Given the looping nature of the underlying PL language it seems
obvious that the system should be well suited for also generating
addition functions. However, it is less clear that it would do equally
well attempting to generate, e.g., subtraction or division functions,
to say nothing of more complicated mathematical functions. Indeed, the
results of the control case above show that it is difficult not to
produce multiplication in this language; generation of other types of
functions would prove an interesting result. On the other hand are
there other, comparably simple, languages that are better suited to
other types of functions?

Concerning Extensions of the Language: A useful feature of the
original JB language is its suitability for the mechanisms of the GOs.
Can some further modification be made to the current TB language to
bring it back into line with a more traditional bit-string
representation? Are these modifications, in fact, really desirable?
Alternatively, would it be useful to modify the languages to make GOs
less standard? For example, would it be productive to formalize the
subroutine swapping nature of the present method of Crossover and
define a program as a structure comprising a number of subroutines,
where the application Crossover and Inversion was restricted to the
swapping of entire subroutines, and Random Mutation restricted to
occurring inside the body of a subroutine?

ACKNOWLEDGEMENTS

I would like to thank Dr. Dave Davis for innumerable valuable
discussions and Dr. Bruce Anderson for preserving the environment that
made this work possible.

REFERENCES

[[Ref1]]
Holland, John H., Adaptation in Natural and Artificial Systems,
Univerity of Michigan Press, 1975.

[[Ref2]]
Bethke, A., Genetic Algorithms as Function Optimizers, Ph.D.  Thesis,
University of Michigan, 1980.

[[Ref3]]
Smith, S.F., A Learning System Based on Genetic Adaptive Algorithms,
Ph.D. Thesis, Univ. of Pittsburgh, December, 1980.

[[Ref4]]
Holland, J.H. and J. Reitman, Cognitive Systems Based on Adaptive
Algorithms, in Pattern Directed Inference Systems, Waterman and
Hayes-Roth, Ed. Academic Press, 1978.

[[Ref5]]
Brainerd, W.S. and Landweber L.H., Theory of Computation,
Wiley-Interscience, 1974.

[[Ref6]]
Smith, S.F., Flexible Learning of Problem Solving Heuristics through
Adaptive Search, Proc. IJCAI-83, 1983.

- - - - - - -

=== Problem to solve ===
Transcribe the stretch of the passage on genetic program generation from "I would like" through "Michigan Press, 1975.". The material that comes next has no connection to the passage on genetic program generation.

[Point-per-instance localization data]
- - - - - - -

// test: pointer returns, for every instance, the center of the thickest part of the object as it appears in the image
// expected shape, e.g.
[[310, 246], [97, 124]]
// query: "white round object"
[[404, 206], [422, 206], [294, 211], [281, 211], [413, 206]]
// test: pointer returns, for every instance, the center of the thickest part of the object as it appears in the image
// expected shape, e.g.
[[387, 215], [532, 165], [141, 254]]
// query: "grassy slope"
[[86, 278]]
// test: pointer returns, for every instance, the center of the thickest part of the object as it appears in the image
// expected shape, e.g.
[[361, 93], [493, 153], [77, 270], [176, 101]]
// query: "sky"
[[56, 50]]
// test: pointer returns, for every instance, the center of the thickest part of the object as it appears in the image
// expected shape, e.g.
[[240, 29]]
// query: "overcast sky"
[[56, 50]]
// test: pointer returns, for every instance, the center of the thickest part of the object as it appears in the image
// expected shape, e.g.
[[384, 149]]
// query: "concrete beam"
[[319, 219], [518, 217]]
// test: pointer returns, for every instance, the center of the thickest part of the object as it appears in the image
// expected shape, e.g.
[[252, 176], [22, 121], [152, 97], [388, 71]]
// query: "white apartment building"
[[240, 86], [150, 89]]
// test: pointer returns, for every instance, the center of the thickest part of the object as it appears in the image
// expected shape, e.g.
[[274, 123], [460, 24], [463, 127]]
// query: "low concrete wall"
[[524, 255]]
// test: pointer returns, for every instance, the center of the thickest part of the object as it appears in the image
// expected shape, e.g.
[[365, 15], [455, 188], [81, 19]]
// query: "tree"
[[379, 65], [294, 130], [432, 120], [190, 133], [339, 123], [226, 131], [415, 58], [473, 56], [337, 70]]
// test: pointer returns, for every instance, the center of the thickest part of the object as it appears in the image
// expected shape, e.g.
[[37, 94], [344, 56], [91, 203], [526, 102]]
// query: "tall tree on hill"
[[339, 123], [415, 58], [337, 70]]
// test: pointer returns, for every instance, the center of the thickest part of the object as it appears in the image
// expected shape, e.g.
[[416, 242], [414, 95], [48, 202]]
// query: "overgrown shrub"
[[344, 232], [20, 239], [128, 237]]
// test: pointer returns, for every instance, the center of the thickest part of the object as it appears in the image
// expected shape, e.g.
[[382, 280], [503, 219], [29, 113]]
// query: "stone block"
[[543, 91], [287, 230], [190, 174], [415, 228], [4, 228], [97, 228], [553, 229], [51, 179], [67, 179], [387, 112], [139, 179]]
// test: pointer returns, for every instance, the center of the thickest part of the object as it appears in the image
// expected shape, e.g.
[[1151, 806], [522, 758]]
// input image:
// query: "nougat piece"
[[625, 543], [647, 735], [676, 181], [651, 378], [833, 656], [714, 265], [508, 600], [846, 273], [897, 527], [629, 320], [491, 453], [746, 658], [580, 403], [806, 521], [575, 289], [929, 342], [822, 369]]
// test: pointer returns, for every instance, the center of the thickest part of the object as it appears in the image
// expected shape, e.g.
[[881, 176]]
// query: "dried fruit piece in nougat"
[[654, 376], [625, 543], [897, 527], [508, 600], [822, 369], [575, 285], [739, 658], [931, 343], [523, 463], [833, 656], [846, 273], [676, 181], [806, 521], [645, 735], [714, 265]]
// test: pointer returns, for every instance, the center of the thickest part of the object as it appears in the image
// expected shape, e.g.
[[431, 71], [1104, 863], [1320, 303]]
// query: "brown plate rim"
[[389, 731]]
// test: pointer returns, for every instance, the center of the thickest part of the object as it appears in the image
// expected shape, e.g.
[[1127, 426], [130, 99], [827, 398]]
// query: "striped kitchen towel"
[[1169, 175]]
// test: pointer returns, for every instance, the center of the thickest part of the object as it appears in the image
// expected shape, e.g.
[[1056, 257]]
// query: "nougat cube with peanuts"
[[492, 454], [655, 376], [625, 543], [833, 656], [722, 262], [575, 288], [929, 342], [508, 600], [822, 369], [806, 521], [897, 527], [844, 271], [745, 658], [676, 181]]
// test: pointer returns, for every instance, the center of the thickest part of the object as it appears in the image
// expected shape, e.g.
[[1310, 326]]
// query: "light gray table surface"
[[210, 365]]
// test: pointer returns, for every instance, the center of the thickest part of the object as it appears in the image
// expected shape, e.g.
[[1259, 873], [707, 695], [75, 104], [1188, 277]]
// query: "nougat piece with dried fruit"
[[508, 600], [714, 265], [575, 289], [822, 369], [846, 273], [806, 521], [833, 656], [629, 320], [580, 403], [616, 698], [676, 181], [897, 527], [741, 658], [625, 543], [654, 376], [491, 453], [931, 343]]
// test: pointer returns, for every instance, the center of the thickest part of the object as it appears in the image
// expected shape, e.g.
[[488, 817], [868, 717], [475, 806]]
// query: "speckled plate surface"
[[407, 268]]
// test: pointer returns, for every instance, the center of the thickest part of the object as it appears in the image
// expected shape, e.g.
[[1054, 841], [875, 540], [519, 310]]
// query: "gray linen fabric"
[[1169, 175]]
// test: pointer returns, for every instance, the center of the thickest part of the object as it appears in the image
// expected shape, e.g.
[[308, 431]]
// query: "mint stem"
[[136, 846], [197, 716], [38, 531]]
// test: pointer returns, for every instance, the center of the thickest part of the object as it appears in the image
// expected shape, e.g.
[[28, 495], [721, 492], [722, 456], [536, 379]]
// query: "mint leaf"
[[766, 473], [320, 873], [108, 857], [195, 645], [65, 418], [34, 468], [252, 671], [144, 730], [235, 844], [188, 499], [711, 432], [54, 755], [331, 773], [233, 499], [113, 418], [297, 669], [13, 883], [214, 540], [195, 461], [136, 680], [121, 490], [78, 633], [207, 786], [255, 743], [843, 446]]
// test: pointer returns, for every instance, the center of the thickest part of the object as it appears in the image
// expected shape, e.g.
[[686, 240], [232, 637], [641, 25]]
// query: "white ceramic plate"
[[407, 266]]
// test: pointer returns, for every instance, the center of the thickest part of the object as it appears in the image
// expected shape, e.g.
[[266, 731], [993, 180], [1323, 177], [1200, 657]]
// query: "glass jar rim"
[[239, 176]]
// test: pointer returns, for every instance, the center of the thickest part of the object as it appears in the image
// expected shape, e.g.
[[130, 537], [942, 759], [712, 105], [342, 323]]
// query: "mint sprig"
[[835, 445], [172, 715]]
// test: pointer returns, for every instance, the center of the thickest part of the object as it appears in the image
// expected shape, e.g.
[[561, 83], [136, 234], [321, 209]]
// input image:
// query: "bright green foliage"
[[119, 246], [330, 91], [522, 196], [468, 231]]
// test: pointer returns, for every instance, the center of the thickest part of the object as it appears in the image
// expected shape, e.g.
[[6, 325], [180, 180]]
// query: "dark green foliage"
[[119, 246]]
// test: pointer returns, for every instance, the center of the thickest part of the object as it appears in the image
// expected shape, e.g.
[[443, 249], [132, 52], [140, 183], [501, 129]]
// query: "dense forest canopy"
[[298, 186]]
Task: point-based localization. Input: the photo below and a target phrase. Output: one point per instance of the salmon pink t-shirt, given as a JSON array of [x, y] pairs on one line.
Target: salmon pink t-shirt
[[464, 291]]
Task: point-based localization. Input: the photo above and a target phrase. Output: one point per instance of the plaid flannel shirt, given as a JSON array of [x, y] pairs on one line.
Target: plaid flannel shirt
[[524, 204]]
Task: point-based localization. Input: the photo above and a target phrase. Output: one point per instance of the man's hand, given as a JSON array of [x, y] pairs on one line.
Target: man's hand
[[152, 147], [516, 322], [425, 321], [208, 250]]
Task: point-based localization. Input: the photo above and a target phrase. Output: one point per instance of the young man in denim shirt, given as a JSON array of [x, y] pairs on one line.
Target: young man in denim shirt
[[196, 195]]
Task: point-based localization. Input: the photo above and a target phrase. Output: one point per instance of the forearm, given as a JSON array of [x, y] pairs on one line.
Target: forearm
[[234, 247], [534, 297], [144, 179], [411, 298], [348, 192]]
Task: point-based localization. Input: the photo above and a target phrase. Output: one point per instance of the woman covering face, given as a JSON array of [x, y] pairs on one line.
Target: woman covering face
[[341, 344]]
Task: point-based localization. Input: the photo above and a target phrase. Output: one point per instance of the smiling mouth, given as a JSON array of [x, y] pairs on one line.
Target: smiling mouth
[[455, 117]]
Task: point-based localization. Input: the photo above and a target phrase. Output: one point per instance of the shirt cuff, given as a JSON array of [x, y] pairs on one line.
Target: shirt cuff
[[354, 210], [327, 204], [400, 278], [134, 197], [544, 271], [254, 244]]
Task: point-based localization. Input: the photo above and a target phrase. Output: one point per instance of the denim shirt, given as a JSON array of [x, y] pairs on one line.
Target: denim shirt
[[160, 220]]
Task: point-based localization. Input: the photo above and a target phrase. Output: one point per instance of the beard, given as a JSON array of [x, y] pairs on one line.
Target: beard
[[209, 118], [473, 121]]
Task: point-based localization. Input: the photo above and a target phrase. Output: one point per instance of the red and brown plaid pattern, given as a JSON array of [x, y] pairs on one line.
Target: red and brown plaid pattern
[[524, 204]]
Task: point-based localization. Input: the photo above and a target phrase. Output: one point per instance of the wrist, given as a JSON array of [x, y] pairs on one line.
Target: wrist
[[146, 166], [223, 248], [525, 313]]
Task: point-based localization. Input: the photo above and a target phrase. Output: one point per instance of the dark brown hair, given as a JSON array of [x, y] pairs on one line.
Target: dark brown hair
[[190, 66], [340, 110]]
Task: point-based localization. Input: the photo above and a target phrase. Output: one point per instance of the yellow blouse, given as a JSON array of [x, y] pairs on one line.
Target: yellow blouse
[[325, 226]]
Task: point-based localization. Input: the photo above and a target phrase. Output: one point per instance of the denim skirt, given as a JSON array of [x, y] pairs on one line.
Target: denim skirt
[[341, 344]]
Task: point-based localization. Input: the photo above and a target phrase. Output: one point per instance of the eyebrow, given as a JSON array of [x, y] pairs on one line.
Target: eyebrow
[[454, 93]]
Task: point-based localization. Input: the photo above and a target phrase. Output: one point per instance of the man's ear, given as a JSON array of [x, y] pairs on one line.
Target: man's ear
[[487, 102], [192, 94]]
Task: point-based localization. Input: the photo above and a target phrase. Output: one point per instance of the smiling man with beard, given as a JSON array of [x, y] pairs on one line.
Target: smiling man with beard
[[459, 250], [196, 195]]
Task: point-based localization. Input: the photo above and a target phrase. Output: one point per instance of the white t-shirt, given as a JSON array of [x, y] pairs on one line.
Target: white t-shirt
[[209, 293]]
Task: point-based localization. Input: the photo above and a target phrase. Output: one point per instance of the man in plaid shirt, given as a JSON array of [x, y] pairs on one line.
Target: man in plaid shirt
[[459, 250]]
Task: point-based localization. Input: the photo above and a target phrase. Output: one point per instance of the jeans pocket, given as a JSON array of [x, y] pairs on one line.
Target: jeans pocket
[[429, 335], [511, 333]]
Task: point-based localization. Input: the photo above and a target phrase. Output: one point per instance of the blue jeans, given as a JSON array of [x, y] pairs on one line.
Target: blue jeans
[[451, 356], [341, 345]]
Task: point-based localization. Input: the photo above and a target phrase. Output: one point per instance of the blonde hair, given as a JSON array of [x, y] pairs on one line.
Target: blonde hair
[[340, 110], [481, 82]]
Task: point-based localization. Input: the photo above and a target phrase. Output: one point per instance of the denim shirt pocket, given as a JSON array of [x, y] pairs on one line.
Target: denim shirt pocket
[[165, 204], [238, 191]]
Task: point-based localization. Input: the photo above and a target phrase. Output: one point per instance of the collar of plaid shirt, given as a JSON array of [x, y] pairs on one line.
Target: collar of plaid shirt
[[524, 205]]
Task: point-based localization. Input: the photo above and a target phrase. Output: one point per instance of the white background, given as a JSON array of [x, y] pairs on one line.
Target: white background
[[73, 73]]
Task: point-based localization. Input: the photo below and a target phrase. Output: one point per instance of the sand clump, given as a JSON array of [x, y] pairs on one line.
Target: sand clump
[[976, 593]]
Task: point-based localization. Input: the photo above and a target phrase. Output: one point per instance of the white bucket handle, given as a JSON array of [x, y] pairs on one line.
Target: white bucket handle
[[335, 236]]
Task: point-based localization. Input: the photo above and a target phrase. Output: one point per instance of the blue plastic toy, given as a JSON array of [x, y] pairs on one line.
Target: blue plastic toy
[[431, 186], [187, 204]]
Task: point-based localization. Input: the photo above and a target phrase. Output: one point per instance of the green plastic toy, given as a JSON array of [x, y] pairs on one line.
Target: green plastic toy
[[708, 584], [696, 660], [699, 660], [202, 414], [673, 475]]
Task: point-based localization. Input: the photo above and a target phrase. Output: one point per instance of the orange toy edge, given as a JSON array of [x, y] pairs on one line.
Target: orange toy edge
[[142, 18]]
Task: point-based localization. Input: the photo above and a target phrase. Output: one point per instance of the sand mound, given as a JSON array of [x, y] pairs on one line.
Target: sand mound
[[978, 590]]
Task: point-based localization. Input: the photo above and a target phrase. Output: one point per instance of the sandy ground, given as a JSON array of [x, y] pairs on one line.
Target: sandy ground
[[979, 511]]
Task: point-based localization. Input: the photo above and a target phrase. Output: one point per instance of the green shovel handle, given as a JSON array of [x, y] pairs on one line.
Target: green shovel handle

- - - - - - -

=== Exercise response ===
I would like to thank Dr. Dave Davis for innumerable valuable
discussions and Dr. Bruce Anderson for preserving the environment that
made this work possible.

REFERENCES

[[Ref1]]
Holland, John H., Adaptation in Natural and Artificial Systems,
Univerity of Michigan Press, 1975.